EXCERPTED DATA »
════════════════
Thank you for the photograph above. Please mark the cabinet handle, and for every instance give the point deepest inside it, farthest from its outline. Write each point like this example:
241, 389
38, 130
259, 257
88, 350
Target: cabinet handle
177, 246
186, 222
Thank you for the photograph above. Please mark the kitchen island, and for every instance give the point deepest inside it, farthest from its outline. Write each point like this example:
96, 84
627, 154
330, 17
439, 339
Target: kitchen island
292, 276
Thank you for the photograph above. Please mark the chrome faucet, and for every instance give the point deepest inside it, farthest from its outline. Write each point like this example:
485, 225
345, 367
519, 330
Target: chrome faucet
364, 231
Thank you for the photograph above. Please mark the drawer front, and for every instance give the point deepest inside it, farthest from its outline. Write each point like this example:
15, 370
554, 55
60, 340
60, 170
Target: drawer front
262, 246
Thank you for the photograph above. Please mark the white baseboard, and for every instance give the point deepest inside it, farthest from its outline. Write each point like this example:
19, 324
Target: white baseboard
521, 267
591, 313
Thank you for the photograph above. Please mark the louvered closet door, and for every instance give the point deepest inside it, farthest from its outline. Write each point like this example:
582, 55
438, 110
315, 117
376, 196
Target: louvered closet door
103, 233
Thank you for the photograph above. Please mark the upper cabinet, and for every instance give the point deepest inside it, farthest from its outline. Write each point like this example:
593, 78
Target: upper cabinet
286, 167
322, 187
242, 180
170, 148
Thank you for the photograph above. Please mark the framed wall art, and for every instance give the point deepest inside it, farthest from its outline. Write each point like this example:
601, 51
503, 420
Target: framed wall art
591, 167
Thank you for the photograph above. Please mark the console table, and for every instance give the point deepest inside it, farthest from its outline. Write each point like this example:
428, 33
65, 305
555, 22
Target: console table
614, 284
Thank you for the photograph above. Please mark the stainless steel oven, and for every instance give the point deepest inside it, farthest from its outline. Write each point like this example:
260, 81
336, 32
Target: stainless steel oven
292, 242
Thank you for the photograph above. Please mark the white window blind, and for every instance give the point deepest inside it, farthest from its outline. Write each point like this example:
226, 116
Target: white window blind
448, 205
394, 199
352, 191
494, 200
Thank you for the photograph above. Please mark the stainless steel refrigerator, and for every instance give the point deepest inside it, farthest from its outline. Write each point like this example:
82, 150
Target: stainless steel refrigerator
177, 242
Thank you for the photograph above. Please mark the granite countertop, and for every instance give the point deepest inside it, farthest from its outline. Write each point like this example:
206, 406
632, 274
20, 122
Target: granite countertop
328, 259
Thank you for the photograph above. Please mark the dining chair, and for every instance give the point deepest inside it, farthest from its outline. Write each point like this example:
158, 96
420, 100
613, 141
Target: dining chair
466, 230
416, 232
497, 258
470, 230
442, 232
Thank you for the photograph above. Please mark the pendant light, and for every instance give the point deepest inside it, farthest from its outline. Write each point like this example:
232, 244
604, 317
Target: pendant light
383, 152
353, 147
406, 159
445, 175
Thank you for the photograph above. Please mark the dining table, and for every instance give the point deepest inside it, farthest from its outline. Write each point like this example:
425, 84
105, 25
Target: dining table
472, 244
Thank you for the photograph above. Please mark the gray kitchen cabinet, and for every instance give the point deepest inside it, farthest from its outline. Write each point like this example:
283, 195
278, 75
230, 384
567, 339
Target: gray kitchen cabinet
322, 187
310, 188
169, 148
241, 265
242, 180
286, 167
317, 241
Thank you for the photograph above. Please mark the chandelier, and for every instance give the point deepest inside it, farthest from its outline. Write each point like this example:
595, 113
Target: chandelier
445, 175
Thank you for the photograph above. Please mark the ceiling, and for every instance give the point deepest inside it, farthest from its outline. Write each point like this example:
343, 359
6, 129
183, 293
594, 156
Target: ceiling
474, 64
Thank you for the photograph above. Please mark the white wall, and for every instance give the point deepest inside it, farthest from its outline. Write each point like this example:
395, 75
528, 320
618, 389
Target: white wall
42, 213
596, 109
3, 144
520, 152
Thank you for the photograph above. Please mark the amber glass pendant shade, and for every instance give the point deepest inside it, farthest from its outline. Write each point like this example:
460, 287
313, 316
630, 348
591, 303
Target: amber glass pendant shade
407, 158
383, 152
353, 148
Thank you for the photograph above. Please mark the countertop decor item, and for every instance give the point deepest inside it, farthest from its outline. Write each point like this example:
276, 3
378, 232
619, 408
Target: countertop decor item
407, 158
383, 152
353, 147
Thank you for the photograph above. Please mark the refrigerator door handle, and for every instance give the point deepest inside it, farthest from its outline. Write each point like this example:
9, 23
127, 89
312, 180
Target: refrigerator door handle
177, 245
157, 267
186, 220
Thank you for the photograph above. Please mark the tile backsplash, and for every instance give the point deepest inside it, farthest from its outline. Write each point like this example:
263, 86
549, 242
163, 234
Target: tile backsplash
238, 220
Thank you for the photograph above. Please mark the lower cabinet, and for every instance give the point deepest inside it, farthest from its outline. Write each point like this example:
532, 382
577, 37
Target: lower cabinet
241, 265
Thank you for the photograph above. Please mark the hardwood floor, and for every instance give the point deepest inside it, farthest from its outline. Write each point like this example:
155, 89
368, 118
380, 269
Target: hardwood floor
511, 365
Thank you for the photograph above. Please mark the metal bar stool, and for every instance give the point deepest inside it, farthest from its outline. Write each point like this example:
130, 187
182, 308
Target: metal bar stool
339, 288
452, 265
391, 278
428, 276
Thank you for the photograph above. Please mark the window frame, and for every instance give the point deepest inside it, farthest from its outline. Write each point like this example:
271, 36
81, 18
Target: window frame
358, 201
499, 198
════════════════
DIRECTION »
Please give every line of the items above as a numbered list, leaving out any blank lines.

WRITTEN ANSWER »
1. Thank you for the photograph above. Please mark the cabinet handle, and for every instance give the point deepest inside it, farthest from its outline. Write each point like this example:
2. 241, 389
3. 38, 130
4. 259, 257
5. 88, 350
6. Target: cabinet handle
7. 177, 246
8. 186, 222
9. Thank you for the photograph above. Please mark the kitchen island, and for every instance give the point deepest inside it, farthest from its outline. Write each point like this example:
10. 96, 84
11. 627, 154
12. 330, 17
13. 439, 339
14. Target: kitchen island
15. 292, 276
16. Thank you for the photograph above. Please mark the chrome faucet, and for every instance give the point deepest inside it, farthest from its outline. Write each point like this example:
17. 485, 225
18. 345, 367
19. 519, 330
20. Target: chrome faucet
21. 364, 231
22. Thank you for the photograph above. Please mark the drawer front, and for every instance give the point deepest inside it, farthest from its outline. Write each point like this example:
23. 15, 370
24. 554, 55
25. 60, 340
26. 60, 170
27. Target: drawer front
28. 262, 246
29. Thank you for the photograph above. Please mark the white baseboard, and for every instance give the point deepest inside it, farthest from its outline. Write each point like this example:
30. 19, 324
31. Target: white baseboard
32. 521, 267
33. 591, 313
34. Thank you for the photograph above. Please mark the louvered closet door, and for every instance give the point deepest inside it, farthest from its outline. Write each point like this example:
35. 582, 55
36. 438, 110
37. 315, 117
38. 376, 196
39. Target: louvered closet door
40. 103, 233
41. Thank you for the photograph above. Please mark the upper cabinet, and for every instance give the point deepest inside it, farthest from its outline. Write each point like this example:
42. 593, 78
43. Target: upper cabinet
44. 286, 167
45. 322, 187
46. 242, 180
47. 170, 148
48. Thank you for the photograph above. Please mark the framed wall art, and for every instance give the point deepest inside it, farthest from its outline. Write each point like this example:
49. 601, 51
50. 503, 420
51. Target: framed wall art
52. 591, 167
53. Thank you for the photograph above. Please mark the console table, and for every instance give the point deepest inside it, farthest from its outline. Write each point like this example:
54. 428, 33
55. 65, 305
56. 555, 22
57. Target: console table
58. 614, 284
59. Thank you for the photograph above. Please mark the stainless steel oven, and for every instance give the point deepest inside it, farthest from its outline. Write each point like this example:
60. 260, 81
61. 336, 32
62. Target: stainless steel oven
63. 292, 242
64. Thank you for the photograph above. Please mark the white window blind, and for every instance give the point deepest inside it, farthest from its outline. Write each point like this example:
65. 226, 116
66. Target: white window blind
67. 448, 205
68. 394, 199
69. 352, 191
70. 494, 200
71. Thank you for the photograph above. Please mark the stainless steel refrigerator, and for every instance give the point deepest inside it, farthest from its outline. Write each point like this example:
72. 82, 150
73. Target: stainless steel refrigerator
74. 177, 242
75. Thank you for the photograph above. Please mark the granite countertop, and for every instance give the point deepest inside it, farthest from its outline. Write each point like this example:
76. 206, 406
77. 632, 274
78. 20, 122
79. Target: granite countertop
80. 328, 259
81. Thank you for the photograph above. Please mark the dining chair, and for every instance give the point deepest inside it, farthest from its outline. Write each point like this example:
82. 158, 96
83. 420, 100
84. 613, 141
85. Target: dining chair
86. 466, 230
87. 416, 232
88. 497, 258
89. 470, 230
90. 442, 232
91. Thank you for the photograph above. Please mark the pendant light, and for every instance give the point deepest inside it, farthest from its outline. Write each point like this example:
92. 232, 244
93. 604, 317
94. Target: pendant light
95. 383, 152
96. 353, 147
97. 406, 159
98. 445, 175
99. Thank you for the photograph above. Please mark the dining table, and for every instance give the point deepest inside it, farthest from its outline. Write each point like this example:
100. 425, 84
101. 105, 25
102. Target: dining table
103. 472, 244
104. Thank you for the photograph above. Please mark the gray kitchen cabinet, and for every instance give the point deepest inside it, farthest from its outline. Write each point like this example:
105. 283, 195
106. 278, 75
107. 230, 384
108. 567, 339
109. Target: gray kitchen cabinet
110. 322, 187
111. 310, 188
112. 169, 148
113. 241, 265
114. 242, 180
115. 286, 167
116. 317, 241
117. Thank you for the photograph above. Please mark the chandelier, and for every instance give the point deepest inside it, farthest from its outline. Write each point like this example:
118. 595, 113
119. Target: chandelier
120. 445, 175
121. Thank you for the photograph above. Please mark the ceiling, and for every instance give the point deepest inside it, farthest from its outline. Write each point like this example:
122. 343, 359
123. 6, 129
124. 183, 293
125. 594, 156
126. Target: ceiling
127. 474, 64
128. Thank you for the photograph above. Please mark the white wall, and for every instance give the point deepest inside it, farthest from its outline. Write each point like this example:
129. 395, 75
130. 528, 320
131. 618, 389
132. Target: white wall
133. 42, 213
134. 596, 109
135. 3, 144
136. 520, 152
137. Thank you for the photograph above. Please mark the amber glass pendant shade, and for every instance give the point deepest inside it, farthest from its outline. Write each point like this example:
138. 460, 287
139. 313, 316
140. 630, 348
141. 591, 303
142. Target: amber glass pendant shade
143. 407, 158
144. 383, 152
145. 353, 148
146. Thank you for the photograph above. Please mark the countertop decor item, and for every instance give the point deepest inside it, farthest from its outline. Write each point like this example:
147. 276, 3
148. 378, 232
149. 619, 408
150. Target: countertop decor item
151. 407, 158
152. 383, 152
153. 353, 147
154. Thank you for the photograph above. Please mark the refrigerator door handle, and for every instance give the point deepest inside it, farthest from its outline. Write each point like this example:
155. 9, 23
156. 127, 89
157. 312, 180
158. Target: refrigerator door handle
159. 177, 245
160. 157, 267
161. 186, 220
162. Thank you for the photograph above. Please mark the tile backsplash, and for every instance give the point deepest inside it, farthest from its outline. Write each point like this example:
163. 263, 86
164. 549, 242
165. 163, 234
166. Target: tile backsplash
167. 238, 220
168. Thank you for the photograph above. Please mark the lower cabinet, and for every instance give the point deepest inside it, farthest from its outline. Write each point like this example:
169. 532, 382
170. 577, 37
171. Target: lower cabinet
172. 241, 265
173. Thank you for the photograph above. Please mark the hardwood floor, and for every instance give the point deepest inside it, farthest from its outline. Write each point like this example:
174. 155, 89
175. 368, 118
176. 380, 269
177. Target: hardwood floor
178. 511, 365
179. Thank you for the photograph above. Please mark the metal bar stool, and for every instance give the point deepest inside it, farthest from its outline. Write each point like this example:
180. 130, 187
181. 182, 308
182. Target: metal bar stool
183. 339, 288
184. 452, 265
185. 391, 278
186. 428, 276
187. Thank you for the photograph above. Please mark the window frame, and for every instance give the point deepest inside it, farthest from its outline. Write each point like this example:
188. 271, 36
189. 81, 18
190. Target: window frame
191. 358, 201
192. 499, 198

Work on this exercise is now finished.